_Your goal_
Pictures stay out; everything else in the records below is copied exactly.

##### Material for this exercise #####

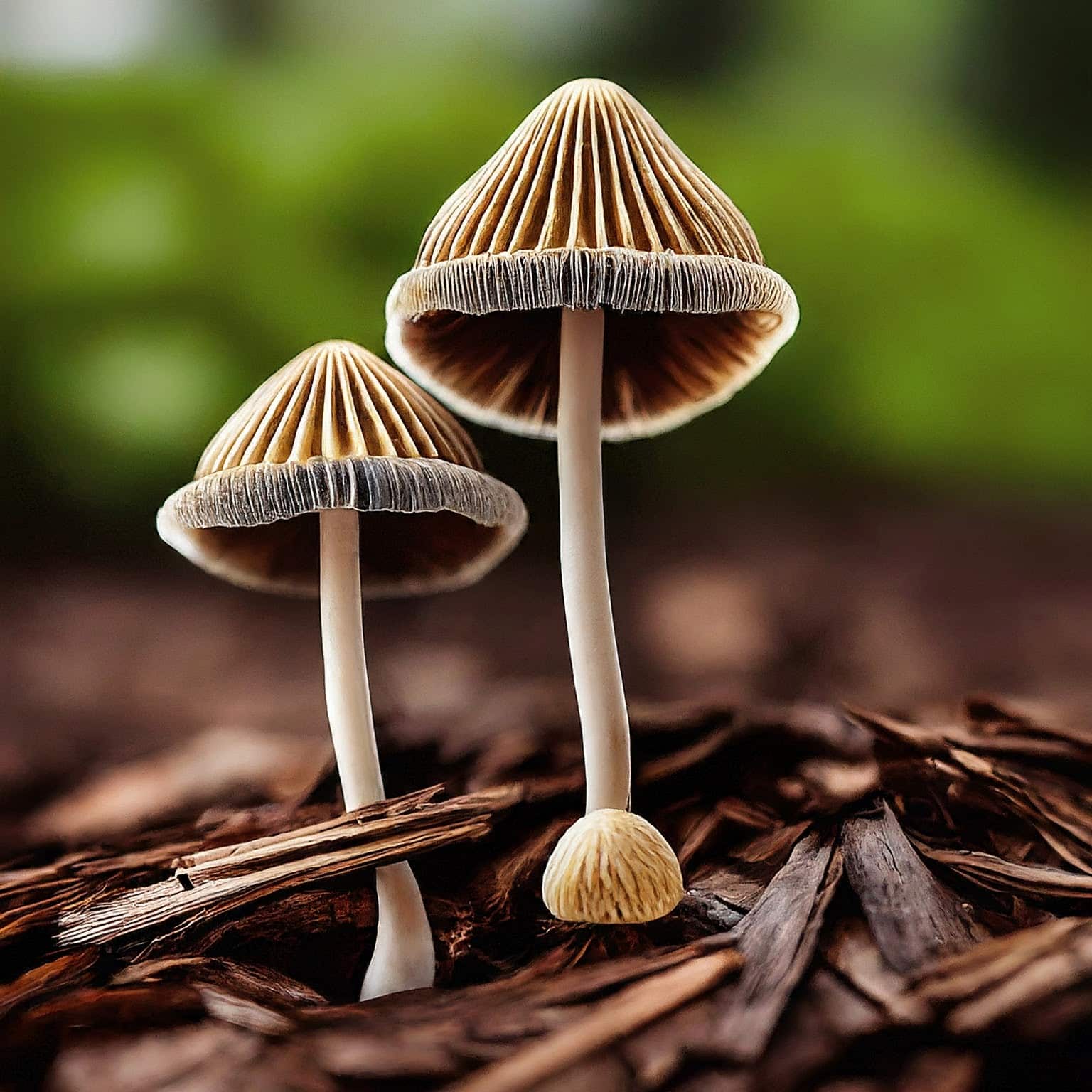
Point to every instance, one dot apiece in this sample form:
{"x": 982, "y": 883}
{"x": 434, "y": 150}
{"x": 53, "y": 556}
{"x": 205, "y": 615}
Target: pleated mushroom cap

#####

_Written solution_
Point to every instance, one dot apiece in this sample form:
{"x": 982, "y": 883}
{"x": 434, "y": 150}
{"x": 53, "y": 556}
{"x": 205, "y": 615}
Target: pleated mushroom cap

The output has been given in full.